■ ARTICLE:
****

6 Distribution Days: What I Do Now (A Step-by-Step Protocol)

Track. Study. Wait. Strike.
English อ่านภาษาไทย (Thai)

As of June 17, 2026 the Nasdaq has six distribution days. The IBD count flipped to "Market in Correction." This is what that means, and exactly what I do next.

Most articles explain what a distribution day is. This one explains what I actually do when the count hits six. Those are different questions.

What "six distribution days" is telling you

Each distribution day is a session where the index closes down on higher volume than the previous day. One or two of those is noise — even strong markets have down days. Six in a rolling 25-session window is a pattern.

The message is institutional. These are not retail investors. When six sessions show heavy volume on declining prices, the only plausible explanation is that large participants — mutual funds, pension funds, hedge funds — are reducing exposure. They do not move markets in a single panic session; they distribute slowly over weeks, selling into rallies, which is why the signal is a count rather than a single event.

By the time you have six distribution days, you have evidence of persistent institutional selling, not a one-day flinch.

****

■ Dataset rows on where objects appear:

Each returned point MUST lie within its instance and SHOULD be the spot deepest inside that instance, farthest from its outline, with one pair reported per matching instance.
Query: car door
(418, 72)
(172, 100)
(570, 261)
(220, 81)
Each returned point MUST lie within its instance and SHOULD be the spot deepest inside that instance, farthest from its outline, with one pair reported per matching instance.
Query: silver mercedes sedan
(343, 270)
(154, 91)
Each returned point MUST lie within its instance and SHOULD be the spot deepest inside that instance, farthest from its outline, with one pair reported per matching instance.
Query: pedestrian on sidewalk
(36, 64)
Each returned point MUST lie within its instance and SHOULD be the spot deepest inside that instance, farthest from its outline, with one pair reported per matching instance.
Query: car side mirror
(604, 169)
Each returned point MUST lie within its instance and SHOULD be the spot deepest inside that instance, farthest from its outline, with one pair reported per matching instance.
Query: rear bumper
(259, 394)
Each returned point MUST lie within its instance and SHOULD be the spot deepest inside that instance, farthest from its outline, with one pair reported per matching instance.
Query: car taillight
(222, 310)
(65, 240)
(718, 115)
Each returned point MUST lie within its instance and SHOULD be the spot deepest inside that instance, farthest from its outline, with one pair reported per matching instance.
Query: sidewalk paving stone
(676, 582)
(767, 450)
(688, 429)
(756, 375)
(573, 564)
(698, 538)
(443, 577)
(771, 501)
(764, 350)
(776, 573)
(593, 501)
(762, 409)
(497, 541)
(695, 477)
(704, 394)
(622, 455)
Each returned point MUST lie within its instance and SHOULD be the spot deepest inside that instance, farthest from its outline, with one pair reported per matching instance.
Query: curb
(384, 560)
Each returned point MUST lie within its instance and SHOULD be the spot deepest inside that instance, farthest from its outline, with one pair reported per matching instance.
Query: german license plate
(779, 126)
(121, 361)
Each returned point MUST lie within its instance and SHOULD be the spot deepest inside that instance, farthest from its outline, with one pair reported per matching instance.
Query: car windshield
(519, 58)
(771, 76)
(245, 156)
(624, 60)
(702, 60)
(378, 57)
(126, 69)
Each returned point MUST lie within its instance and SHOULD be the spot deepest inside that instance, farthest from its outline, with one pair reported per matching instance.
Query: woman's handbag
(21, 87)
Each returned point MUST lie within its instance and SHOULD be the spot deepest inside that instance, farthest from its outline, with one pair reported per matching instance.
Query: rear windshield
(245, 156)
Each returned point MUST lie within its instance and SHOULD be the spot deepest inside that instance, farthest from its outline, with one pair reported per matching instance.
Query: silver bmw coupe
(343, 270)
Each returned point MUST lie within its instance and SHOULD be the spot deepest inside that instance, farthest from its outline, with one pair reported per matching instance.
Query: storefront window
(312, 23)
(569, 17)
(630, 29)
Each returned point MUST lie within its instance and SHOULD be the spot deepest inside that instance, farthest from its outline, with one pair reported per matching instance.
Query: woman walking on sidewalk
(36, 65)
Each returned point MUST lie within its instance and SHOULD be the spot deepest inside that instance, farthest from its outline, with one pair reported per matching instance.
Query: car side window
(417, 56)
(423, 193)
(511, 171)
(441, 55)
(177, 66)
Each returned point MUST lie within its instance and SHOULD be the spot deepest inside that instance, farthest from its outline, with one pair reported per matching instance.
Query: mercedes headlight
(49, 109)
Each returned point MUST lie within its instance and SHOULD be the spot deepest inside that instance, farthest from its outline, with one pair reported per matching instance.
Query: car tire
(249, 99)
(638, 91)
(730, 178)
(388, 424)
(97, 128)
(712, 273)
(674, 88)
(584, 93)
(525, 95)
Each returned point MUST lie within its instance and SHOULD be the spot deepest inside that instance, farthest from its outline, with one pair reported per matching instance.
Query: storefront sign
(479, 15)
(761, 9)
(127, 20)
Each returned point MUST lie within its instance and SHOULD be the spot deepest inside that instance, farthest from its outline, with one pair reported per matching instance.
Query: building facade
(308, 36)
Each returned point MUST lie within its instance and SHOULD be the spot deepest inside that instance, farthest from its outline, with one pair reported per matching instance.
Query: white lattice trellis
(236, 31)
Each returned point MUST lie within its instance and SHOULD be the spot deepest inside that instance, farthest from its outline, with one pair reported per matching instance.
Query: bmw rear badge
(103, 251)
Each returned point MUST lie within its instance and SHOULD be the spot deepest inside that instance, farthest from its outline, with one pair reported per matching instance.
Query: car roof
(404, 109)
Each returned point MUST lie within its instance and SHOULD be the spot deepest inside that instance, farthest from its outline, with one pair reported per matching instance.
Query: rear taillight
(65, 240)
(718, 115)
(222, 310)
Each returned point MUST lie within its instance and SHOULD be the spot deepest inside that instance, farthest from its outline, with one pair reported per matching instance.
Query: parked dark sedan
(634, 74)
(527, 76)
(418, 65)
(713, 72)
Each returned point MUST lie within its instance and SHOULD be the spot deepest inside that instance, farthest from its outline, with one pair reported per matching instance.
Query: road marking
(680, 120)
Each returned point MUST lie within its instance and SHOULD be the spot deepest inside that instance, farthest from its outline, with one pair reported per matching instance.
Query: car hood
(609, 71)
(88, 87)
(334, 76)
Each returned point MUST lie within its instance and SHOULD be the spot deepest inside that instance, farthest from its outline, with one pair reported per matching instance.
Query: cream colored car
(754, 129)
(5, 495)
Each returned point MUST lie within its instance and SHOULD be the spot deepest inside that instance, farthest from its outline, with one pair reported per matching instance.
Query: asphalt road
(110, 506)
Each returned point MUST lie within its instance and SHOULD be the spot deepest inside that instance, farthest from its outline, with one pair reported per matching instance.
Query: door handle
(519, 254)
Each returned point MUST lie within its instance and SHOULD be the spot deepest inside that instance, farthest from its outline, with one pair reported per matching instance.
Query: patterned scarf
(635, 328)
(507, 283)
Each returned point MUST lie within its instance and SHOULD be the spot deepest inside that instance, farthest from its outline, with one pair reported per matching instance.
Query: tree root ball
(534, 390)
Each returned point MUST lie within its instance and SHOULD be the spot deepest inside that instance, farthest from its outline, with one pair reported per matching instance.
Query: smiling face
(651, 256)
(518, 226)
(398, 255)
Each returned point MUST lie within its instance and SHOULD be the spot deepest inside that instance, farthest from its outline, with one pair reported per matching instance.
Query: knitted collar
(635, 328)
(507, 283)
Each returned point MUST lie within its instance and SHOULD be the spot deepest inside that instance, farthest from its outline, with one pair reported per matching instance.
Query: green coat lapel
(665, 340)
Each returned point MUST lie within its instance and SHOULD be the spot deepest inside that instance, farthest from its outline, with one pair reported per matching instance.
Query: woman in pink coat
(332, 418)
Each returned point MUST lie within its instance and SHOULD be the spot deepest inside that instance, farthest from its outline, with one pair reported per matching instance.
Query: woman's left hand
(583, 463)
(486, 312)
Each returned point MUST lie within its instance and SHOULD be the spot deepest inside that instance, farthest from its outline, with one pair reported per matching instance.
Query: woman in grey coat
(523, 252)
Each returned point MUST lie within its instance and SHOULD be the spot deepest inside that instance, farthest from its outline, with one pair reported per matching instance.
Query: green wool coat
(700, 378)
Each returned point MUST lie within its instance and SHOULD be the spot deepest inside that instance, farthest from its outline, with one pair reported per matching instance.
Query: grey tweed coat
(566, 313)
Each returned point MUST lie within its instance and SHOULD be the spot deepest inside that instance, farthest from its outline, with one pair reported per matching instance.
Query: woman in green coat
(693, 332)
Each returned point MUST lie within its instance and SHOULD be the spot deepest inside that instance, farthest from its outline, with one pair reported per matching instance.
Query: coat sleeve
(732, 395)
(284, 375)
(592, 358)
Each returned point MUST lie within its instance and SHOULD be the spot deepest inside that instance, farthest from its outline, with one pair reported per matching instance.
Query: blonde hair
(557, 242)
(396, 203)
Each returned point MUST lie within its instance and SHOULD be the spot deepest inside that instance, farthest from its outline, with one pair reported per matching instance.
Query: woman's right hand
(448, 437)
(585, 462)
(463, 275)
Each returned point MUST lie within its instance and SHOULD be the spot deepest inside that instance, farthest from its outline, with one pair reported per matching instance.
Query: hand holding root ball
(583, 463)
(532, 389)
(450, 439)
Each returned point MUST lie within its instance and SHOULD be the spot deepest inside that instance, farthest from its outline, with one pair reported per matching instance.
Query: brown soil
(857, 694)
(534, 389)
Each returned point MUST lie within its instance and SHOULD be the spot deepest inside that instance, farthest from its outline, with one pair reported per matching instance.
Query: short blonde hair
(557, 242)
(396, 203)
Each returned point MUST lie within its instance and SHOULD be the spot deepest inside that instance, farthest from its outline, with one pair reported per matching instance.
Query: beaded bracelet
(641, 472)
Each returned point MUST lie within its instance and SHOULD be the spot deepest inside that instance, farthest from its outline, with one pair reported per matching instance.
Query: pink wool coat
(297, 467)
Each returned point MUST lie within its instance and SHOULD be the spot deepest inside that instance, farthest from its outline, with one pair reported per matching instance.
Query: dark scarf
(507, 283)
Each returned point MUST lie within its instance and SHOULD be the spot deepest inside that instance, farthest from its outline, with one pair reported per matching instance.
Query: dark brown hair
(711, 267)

****

■ TASKS TO CARRY OUT:
1 - In the distribution-day article, what status did the IBD count change to as of June 17, 2026?
2 - Set down the part of the distribution-day article that begins at the words "As of June 17, 2026" and stops after "are different questions.".

■ THE SOLUTIONS:
1 - "Market in Correction."

2 -
As of June 17, 2026 the Nasdaq has six distribution days. The IBD count flipped to "Market in Correction." This is what that means, and exactly what I do next.

Most articles explain what a distribution day is. This one explains what I actually do when the count hits six. Those are different questions.